■ **Task instructions**
Print out the material that follows word for word.

-- START Material for this task --

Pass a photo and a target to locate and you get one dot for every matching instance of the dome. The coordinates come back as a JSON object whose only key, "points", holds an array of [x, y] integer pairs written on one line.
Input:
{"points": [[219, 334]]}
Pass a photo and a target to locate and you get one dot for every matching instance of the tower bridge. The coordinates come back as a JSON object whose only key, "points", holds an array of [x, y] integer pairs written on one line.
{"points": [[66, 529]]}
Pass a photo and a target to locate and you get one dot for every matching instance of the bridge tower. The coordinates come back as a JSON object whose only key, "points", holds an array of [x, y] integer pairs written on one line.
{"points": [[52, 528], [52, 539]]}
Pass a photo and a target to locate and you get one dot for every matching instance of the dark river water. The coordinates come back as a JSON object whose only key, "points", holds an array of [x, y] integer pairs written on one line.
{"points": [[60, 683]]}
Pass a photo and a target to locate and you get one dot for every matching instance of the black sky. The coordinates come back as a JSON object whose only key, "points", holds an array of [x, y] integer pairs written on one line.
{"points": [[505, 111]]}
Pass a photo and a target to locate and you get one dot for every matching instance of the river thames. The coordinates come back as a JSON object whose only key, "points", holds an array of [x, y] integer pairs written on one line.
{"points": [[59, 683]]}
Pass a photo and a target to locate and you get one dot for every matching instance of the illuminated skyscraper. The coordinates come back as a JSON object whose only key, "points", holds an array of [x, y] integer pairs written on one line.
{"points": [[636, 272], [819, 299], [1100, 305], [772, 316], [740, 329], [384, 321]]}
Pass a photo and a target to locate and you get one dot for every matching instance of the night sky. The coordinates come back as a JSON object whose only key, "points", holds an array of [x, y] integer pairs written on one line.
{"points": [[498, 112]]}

-- END Material for this task --

■ **Expected answer**
Pass a photo and a target to locate and you get one dot for every matching instance of the dome. The coordinates come back as a JSON object whose only key, "points", holds an array of [x, y] integer pairs written on one line.
Input:
{"points": [[219, 334]]}
Pass a photo and a target to locate and you get one dot for every matching instance of the tower bridge. The coordinates come back as a JSON object whose only key, "points", holds an array of [x, y] integer pairs written on one line.
{"points": [[66, 529]]}
Pass a photo and a target to locate and you get one dot for every matching instance of the bridge tower. The coordinates come back as a JSON object whose only key, "points", holds an array of [x, y] integer pairs written on one line.
{"points": [[52, 528], [52, 539]]}
Pass a photo and a target to locate and you get one dot for every matching instance of the dark river water. The coordinates come back as a JSON object whose only key, "points", holds an array of [x, y] integer pairs written on one line.
{"points": [[60, 683]]}
Pass a photo and a target to locate and you get one dot for every matching instance of the black sky. The coordinates come back as a JSON object whose only key, "points", holds an array of [x, y] integer pairs written on one line.
{"points": [[505, 111]]}
Pass a photo and a target to locate and you get one dot for every matching instance of the river thames. The coordinates come back as a JSON object whose only key, "points", holds an array of [x, y] integer pairs written on one line.
{"points": [[59, 683]]}
Pass a photo and a target to locate and you get one dot for every matching instance of the illuminated skyscraper. The coordinates come back as a JSON object whose only key, "points", holds an array of [x, y] integer pairs written on one line.
{"points": [[636, 272], [819, 299], [1100, 305], [772, 316], [740, 329], [384, 321]]}
Pass a photo and a target to locate and you get one dot for every matching instance of the night sky. The coordinates come back as a JSON object whose only key, "points", holds an array of [x, y] integer pairs written on one line.
{"points": [[498, 112]]}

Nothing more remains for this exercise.